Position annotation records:

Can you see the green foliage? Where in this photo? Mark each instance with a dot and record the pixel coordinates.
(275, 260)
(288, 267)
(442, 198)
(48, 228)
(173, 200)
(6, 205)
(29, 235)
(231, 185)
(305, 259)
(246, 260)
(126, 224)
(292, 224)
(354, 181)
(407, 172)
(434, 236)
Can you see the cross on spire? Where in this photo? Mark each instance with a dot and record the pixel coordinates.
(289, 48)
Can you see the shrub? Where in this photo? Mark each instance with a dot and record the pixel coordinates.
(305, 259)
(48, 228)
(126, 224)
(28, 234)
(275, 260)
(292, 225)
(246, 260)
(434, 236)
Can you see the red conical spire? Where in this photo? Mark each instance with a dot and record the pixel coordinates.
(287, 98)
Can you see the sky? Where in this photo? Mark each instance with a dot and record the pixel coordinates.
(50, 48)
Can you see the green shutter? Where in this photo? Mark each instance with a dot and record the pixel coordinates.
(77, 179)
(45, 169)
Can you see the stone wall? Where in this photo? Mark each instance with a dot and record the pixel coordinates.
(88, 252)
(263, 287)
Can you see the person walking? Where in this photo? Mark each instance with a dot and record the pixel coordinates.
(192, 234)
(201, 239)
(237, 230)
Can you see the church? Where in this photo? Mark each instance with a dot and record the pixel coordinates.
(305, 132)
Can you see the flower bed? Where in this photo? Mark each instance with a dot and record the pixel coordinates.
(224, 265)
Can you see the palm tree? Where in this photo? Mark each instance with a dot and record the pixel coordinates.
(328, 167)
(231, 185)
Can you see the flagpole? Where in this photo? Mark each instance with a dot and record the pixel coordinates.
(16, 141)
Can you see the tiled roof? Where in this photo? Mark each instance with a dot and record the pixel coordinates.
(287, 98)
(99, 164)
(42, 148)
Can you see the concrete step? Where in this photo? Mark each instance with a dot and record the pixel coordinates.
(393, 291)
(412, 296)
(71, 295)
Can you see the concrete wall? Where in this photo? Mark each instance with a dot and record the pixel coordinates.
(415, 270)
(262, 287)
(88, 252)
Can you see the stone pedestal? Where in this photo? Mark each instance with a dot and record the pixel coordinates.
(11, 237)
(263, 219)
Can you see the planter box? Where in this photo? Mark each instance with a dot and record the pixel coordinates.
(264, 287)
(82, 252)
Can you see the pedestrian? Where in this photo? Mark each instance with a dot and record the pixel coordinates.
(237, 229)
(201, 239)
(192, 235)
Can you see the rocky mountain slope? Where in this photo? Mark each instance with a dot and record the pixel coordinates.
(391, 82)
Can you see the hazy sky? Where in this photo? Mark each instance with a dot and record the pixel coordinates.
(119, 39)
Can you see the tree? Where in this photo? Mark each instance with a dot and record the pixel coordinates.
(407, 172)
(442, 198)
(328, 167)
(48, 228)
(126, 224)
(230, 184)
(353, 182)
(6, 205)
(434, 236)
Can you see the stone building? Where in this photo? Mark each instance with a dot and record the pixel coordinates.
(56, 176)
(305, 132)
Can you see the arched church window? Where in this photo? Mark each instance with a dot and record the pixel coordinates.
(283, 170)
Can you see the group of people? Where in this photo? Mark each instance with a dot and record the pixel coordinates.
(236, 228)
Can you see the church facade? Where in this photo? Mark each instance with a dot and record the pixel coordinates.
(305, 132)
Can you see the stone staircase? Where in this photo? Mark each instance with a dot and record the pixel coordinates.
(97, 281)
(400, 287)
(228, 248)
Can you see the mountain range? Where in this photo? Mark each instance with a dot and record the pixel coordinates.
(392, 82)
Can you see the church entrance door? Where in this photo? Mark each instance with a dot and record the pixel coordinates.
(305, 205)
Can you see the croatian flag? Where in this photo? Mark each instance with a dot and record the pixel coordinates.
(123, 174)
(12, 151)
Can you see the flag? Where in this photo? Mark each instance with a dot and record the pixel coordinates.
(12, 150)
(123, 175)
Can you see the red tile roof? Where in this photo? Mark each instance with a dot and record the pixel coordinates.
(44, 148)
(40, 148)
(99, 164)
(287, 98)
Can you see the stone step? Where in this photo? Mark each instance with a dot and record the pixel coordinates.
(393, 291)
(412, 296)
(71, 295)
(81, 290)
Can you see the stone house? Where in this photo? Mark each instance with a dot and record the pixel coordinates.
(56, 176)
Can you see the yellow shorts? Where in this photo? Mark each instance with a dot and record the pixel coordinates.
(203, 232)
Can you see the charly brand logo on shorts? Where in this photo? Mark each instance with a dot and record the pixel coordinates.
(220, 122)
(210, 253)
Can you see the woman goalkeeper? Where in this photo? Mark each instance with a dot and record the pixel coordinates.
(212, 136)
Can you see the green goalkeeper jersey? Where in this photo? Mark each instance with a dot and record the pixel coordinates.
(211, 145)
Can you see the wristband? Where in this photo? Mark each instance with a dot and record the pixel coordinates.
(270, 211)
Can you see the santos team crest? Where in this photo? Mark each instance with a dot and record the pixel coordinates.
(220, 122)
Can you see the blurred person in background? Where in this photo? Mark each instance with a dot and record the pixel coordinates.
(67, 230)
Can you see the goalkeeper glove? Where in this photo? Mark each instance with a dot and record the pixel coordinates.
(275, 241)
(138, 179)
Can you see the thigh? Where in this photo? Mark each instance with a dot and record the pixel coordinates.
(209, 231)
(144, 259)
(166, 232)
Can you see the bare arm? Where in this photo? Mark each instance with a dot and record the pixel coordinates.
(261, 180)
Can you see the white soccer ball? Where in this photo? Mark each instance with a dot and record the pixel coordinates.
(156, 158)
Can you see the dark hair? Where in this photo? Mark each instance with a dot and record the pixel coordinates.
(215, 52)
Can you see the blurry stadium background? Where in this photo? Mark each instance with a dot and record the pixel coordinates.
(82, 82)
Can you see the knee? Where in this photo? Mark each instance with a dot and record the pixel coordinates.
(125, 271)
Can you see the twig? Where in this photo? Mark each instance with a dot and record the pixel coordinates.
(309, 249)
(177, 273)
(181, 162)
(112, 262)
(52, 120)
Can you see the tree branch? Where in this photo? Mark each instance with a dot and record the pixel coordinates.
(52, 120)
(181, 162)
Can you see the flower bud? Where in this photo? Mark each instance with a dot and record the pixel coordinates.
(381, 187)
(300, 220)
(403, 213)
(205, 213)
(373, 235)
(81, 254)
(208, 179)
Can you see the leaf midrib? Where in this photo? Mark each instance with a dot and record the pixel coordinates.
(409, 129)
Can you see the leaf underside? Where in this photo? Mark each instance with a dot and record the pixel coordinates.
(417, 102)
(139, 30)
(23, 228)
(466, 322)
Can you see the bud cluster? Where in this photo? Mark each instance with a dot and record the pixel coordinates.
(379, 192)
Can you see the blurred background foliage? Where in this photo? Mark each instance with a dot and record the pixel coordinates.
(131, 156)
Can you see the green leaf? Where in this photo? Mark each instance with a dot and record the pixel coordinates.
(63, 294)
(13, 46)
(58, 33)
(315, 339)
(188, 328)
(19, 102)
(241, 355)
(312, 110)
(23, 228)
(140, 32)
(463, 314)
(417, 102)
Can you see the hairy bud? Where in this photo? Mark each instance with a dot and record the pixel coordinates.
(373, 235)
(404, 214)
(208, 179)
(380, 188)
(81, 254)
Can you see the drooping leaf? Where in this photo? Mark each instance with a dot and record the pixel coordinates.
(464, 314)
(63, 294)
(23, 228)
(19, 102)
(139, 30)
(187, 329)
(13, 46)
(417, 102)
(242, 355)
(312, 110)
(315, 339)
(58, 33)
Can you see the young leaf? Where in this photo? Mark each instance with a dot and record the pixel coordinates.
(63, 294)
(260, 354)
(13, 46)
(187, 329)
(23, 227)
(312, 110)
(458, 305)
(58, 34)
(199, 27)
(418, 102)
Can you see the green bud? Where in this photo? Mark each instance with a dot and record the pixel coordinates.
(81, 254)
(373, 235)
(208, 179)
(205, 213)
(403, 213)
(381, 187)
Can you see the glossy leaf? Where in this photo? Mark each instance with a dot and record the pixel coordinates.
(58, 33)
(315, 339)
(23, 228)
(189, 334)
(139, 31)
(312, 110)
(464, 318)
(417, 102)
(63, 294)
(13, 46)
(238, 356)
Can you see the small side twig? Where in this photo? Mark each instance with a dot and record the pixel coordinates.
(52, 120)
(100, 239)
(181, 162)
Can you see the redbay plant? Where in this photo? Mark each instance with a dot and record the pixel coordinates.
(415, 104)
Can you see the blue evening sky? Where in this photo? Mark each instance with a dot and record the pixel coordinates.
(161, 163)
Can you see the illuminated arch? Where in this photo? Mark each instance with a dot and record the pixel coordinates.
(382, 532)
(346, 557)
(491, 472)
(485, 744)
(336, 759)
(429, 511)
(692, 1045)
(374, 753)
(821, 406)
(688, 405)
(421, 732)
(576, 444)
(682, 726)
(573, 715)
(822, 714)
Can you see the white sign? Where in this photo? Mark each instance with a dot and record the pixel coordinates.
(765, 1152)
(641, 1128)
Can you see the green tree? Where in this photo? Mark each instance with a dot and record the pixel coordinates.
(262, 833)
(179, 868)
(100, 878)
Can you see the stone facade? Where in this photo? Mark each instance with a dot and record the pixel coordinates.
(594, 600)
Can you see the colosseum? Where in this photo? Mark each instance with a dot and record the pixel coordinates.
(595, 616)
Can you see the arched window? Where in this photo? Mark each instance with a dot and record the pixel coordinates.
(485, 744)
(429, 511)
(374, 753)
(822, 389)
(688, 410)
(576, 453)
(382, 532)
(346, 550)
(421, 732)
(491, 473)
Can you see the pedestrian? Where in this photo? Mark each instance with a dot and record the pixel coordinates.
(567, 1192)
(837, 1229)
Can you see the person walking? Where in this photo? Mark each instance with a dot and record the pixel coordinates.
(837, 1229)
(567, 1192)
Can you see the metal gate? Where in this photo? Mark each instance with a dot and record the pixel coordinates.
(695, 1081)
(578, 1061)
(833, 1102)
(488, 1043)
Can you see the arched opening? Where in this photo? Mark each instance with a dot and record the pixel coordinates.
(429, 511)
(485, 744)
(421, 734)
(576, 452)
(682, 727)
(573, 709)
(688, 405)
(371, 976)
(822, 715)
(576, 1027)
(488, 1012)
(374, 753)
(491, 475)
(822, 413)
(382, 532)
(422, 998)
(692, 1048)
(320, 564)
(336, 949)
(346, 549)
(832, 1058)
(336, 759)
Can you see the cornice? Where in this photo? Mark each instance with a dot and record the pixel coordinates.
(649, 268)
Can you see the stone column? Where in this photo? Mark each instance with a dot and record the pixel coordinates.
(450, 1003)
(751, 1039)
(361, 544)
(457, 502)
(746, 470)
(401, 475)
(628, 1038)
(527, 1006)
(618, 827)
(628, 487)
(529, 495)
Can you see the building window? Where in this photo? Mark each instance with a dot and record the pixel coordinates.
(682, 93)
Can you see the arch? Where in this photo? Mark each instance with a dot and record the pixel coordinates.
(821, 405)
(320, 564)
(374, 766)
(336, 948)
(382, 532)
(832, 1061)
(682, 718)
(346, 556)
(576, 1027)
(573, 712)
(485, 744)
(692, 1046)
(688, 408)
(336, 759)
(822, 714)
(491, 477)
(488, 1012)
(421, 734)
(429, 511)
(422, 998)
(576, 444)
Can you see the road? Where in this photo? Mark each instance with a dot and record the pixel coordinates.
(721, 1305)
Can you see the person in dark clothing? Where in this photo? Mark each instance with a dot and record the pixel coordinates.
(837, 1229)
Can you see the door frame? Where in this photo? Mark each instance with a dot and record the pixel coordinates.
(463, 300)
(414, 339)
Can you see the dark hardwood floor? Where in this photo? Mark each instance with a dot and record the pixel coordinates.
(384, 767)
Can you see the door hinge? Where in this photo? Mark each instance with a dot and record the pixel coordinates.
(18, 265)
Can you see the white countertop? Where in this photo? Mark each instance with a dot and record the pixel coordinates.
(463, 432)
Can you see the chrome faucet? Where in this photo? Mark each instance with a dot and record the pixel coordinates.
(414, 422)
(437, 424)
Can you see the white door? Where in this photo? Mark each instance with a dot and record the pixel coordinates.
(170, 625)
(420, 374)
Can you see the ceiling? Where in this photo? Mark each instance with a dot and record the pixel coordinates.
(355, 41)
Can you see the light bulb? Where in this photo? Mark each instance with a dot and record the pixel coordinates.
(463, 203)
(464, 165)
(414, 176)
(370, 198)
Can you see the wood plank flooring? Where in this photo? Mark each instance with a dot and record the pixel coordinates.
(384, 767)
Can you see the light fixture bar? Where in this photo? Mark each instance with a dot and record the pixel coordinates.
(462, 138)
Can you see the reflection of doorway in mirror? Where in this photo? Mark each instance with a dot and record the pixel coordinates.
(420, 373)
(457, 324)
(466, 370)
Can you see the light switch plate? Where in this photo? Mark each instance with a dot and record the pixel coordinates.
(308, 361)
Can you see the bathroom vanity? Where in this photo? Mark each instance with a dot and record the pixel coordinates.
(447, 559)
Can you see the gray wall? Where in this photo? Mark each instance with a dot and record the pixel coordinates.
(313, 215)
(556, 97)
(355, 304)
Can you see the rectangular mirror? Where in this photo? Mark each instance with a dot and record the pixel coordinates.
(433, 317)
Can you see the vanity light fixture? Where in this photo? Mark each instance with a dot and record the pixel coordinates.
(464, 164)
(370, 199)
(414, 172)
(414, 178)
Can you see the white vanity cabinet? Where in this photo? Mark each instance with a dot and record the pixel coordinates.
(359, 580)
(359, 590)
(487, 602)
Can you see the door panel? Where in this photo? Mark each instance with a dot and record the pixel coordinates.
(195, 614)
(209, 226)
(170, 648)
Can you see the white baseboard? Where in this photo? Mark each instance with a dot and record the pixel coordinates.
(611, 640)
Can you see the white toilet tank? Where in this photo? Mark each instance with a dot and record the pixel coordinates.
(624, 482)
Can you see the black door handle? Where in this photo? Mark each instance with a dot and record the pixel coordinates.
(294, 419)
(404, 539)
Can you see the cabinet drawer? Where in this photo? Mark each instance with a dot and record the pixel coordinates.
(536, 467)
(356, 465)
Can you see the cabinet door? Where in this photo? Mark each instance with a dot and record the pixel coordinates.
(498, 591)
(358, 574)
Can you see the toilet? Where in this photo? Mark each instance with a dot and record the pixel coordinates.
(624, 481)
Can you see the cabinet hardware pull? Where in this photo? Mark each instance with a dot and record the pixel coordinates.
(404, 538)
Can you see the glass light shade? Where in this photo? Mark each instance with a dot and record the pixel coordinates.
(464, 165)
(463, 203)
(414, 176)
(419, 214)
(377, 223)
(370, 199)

__DIRECTIVE__: Restate the final lines of the listing above word for word, beginning at the line that contains "Can you see the cabinet door?".

__RESPONSE__:
Can you see the cabinet door? Where in this photo? Mark each instance with a dot and record the pixel coordinates.
(498, 591)
(358, 574)
Can you see the toilet? Where in this photo? Mark each instance with a dot and record the pixel coordinates.
(624, 481)
Can you see the cabinet hardware pull? Where in this photo? Mark each instance with a dot and record the pixel coordinates.
(404, 538)
Can you see the glass light shade? Where in this photo? Mark each instance with a dot and record the pixel coordinates.
(464, 165)
(463, 203)
(414, 176)
(419, 214)
(377, 223)
(370, 199)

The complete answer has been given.